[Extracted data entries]
----
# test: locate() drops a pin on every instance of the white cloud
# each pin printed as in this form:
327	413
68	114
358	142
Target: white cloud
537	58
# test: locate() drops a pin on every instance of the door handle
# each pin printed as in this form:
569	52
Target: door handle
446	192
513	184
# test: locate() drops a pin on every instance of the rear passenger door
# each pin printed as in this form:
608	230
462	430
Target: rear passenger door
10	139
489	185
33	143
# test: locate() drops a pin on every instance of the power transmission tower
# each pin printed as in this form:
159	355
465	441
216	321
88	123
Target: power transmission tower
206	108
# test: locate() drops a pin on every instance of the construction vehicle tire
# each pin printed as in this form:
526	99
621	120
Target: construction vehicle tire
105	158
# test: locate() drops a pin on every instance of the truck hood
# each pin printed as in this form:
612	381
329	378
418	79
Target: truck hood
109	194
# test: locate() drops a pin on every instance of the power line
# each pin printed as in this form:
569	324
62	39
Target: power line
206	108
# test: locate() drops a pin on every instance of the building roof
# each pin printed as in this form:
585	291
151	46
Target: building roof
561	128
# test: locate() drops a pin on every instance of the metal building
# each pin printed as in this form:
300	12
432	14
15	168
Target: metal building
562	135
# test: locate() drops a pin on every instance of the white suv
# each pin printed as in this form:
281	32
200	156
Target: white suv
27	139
----
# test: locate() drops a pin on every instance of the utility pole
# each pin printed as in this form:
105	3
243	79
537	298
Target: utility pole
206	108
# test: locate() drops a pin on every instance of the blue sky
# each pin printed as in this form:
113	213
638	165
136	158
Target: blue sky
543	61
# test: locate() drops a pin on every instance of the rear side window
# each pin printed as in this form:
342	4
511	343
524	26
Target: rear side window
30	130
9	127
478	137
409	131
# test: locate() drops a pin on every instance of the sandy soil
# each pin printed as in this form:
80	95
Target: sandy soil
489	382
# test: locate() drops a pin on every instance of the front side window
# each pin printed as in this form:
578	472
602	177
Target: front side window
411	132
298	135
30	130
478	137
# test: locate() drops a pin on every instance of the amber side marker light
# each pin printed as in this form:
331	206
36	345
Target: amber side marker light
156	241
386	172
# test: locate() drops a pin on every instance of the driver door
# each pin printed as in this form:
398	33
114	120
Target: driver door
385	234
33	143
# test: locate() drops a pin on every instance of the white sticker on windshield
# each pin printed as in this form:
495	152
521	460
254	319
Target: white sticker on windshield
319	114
----
_What the exercise asks_:
How many lines of the records above contain the string "rear", matching case exactly? Reply with the number only.

_Solution to the problem_:
4